How to complete this task -> A faithful transcription of all the data, images excluded, is the required answer.

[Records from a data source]
◆ ◆ ◆ ◆ ◆ ◆ ◆

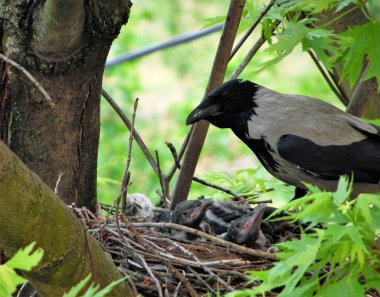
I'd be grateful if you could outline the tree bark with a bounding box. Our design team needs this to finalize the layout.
[0,0,132,211]
[0,140,132,296]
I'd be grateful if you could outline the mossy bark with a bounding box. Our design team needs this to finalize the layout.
[0,0,132,211]
[0,140,132,296]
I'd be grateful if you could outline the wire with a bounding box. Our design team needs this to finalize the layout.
[105,23,224,68]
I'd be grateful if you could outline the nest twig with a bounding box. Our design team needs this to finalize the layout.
[71,207,276,297]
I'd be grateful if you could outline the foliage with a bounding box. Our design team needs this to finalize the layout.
[227,176,380,297]
[0,242,43,296]
[63,274,128,297]
[257,0,380,88]
[192,167,294,206]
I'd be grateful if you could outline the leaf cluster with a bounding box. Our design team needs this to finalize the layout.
[0,242,43,296]
[227,177,380,297]
[255,0,380,88]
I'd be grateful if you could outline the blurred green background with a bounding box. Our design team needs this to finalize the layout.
[98,0,342,207]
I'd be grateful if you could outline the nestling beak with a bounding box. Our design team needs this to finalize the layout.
[186,103,222,125]
[190,199,214,220]
[237,204,267,243]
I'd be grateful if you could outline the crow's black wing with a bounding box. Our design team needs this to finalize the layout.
[277,134,380,183]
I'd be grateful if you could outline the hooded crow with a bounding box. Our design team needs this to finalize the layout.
[186,79,380,196]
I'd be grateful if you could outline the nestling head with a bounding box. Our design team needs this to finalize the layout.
[226,203,267,245]
[186,79,258,128]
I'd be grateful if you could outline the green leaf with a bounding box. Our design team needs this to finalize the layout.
[63,274,92,297]
[0,265,27,296]
[339,22,380,86]
[366,0,380,21]
[92,277,128,297]
[316,278,364,297]
[6,242,44,271]
[63,275,128,297]
[202,16,225,29]
[277,0,339,13]
[335,0,360,12]
[0,242,44,296]
[332,175,352,205]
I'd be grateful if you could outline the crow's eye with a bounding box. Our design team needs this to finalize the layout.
[183,211,189,216]
[235,222,241,228]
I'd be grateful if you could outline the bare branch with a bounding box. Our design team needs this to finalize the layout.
[307,50,348,106]
[192,176,244,201]
[230,20,280,80]
[101,89,160,176]
[0,53,53,105]
[346,64,375,117]
[166,125,194,181]
[170,0,247,209]
[230,0,276,59]
[132,222,277,260]
[119,98,139,213]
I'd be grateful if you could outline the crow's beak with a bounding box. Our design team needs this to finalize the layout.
[237,204,267,243]
[186,103,222,125]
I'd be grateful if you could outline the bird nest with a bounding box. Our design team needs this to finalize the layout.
[72,206,279,297]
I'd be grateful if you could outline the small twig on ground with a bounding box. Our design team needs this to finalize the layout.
[230,0,277,59]
[0,53,53,105]
[192,176,244,201]
[54,172,64,195]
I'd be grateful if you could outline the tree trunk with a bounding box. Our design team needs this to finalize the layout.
[0,0,131,211]
[0,140,133,297]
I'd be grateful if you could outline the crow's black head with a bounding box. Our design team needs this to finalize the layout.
[186,79,258,128]
[225,204,267,245]
[172,198,214,228]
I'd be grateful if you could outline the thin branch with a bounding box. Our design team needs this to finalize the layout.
[192,176,244,201]
[230,20,280,80]
[155,150,168,202]
[128,224,198,297]
[230,0,276,59]
[346,64,371,117]
[170,0,247,209]
[136,254,163,297]
[132,222,277,260]
[166,125,194,181]
[307,50,348,106]
[119,98,139,213]
[166,142,181,170]
[0,53,53,105]
[101,89,160,176]
[167,239,233,292]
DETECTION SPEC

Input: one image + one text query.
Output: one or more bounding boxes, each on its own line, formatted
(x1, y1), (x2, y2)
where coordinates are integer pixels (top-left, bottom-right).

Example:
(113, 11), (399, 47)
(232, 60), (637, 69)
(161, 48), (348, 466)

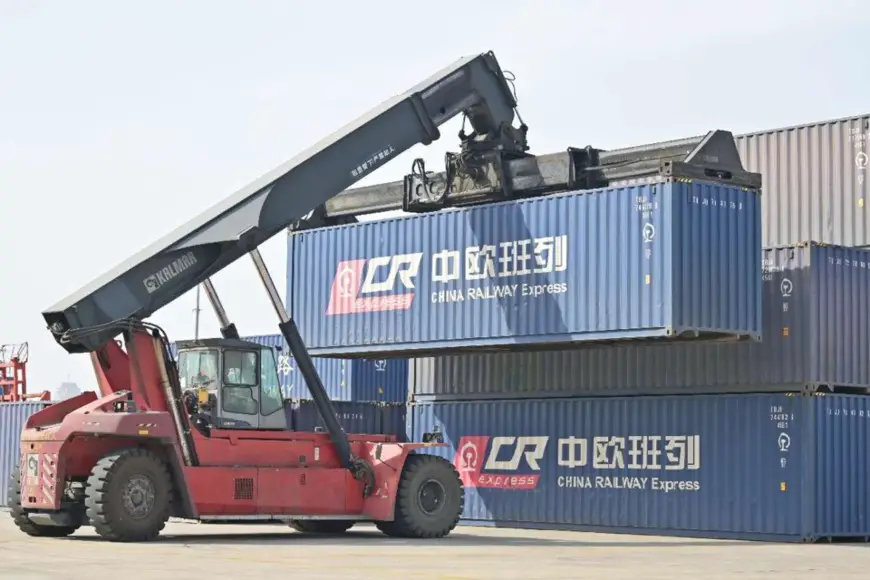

◆ ◆ ◆ ◆ ◆ ◆ ◆

Your response ->
I'd be grateful if you could outline the tree bark with a bounding box. Our design team needs this to finalize the layout.
[0,0,132,211]
[0,140,132,296]
I'd be grateful if you could outline the mossy bark with a bounding box. Our design team needs this to finalize the layout.
[0,0,132,211]
[0,140,132,296]
I'd be grateful if you could outline the wire with a bounding box. Our design team needs this to finalize the layout.
[105,23,224,68]
I'd be grateful if you could outline the nest twig with a bounding box. Our design team needs this to finalize the layout.
[71,207,276,297]
I'd be grateful if you could outline the foliage with a bounding box. Our design team needs this to finalize the layout.
[227,176,380,297]
[0,242,43,296]
[63,274,128,297]
[257,0,380,88]
[192,167,294,206]
I'd be grateful if you could outline the leaf cluster with a bounding box. Our design team needs this to finalize the layout.
[0,242,43,296]
[227,177,380,297]
[255,0,380,88]
I'd be grateful if you could outline the blurred green background with a bounding box. Our design team needs this to finalize the layout.
[98,0,342,207]
I'd be grateful if you could outline the nestling beak with a bounding box. Our design team needs this to finalize the layout.
[186,103,222,125]
[190,199,214,220]
[237,204,267,243]
I'd be grateful if you could outline the crow's black wing with a bounding box. Our design team needs this to finalize the layout.
[277,134,380,183]
I'd be grateful if you could outline the hooded crow with a bounding box. Our design team needs this to finalize the layout.
[186,79,380,196]
I'd be grateful if you could outline the nestling head with a bounding box. Our design team needs this to finalize the layout.
[226,203,267,245]
[186,79,258,128]
I'd be grateful if you could outline the green leaf with a bounding box. Our design team needs this to finalize the layout.
[63,274,92,297]
[0,265,27,296]
[339,22,380,86]
[366,0,380,21]
[92,277,128,297]
[316,278,364,297]
[6,242,44,271]
[63,275,128,297]
[202,16,225,29]
[277,0,339,13]
[335,0,360,12]
[0,242,44,296]
[332,175,352,205]
I'd be grateful if you could outline the crow's eye with a bounding box. Our design team needs this to finalize the layout.
[183,211,189,216]
[235,222,241,228]
I'd be grateful if you could outline the bare branch with a bounding box. Our design team needs this to finalize the layout.
[307,50,348,106]
[192,176,244,201]
[230,20,280,80]
[101,89,160,176]
[0,53,53,105]
[346,64,375,117]
[166,125,194,181]
[170,0,247,209]
[230,0,276,59]
[132,222,277,260]
[119,98,139,213]
I'd be grateful if you could outline the crow's beak with a bounding box. Our design team needs this to finalize the layout.
[237,204,267,243]
[186,103,222,125]
I'd be grateful if you could outline the bird nest with a bounding box. Our design team needs this to finalize the layout.
[72,206,279,297]
I'd be grateful if you could outline the small twig on ground with a bounding box. Our design team needs this to finalize the layout.
[230,0,277,59]
[0,53,53,105]
[192,176,244,201]
[54,172,64,195]
I'd be grateful if you could outline the tree trunk with a bounding box. Our design team needs this to finalize the layout.
[0,0,131,211]
[0,140,133,297]
I'd be grateful if you could outline the crow's black head with a bounding box. Our design team needs this to finalize the layout.
[186,79,258,128]
[225,204,267,245]
[172,198,214,228]
I'd be grateful if you could outline the thin branch with a bounding box. Our design team needs this to finalize the layout.
[192,176,244,201]
[230,20,280,80]
[155,150,168,202]
[128,224,198,297]
[230,0,276,59]
[346,64,371,117]
[170,0,247,209]
[136,254,163,297]
[132,222,277,260]
[166,125,194,181]
[307,50,348,106]
[119,98,139,213]
[166,142,181,170]
[0,53,53,105]
[101,89,160,176]
[167,239,233,292]
DETECTION SPEC

Input: one image + one text query.
Output: one or more bounding boxes, each on its own line, formatted
(x1, y1), (x2, y2)
where coordinates are integer pixels (top-left, bottom-right).

Example:
(113, 11), (399, 47)
(232, 60), (637, 69)
(161, 48), (348, 466)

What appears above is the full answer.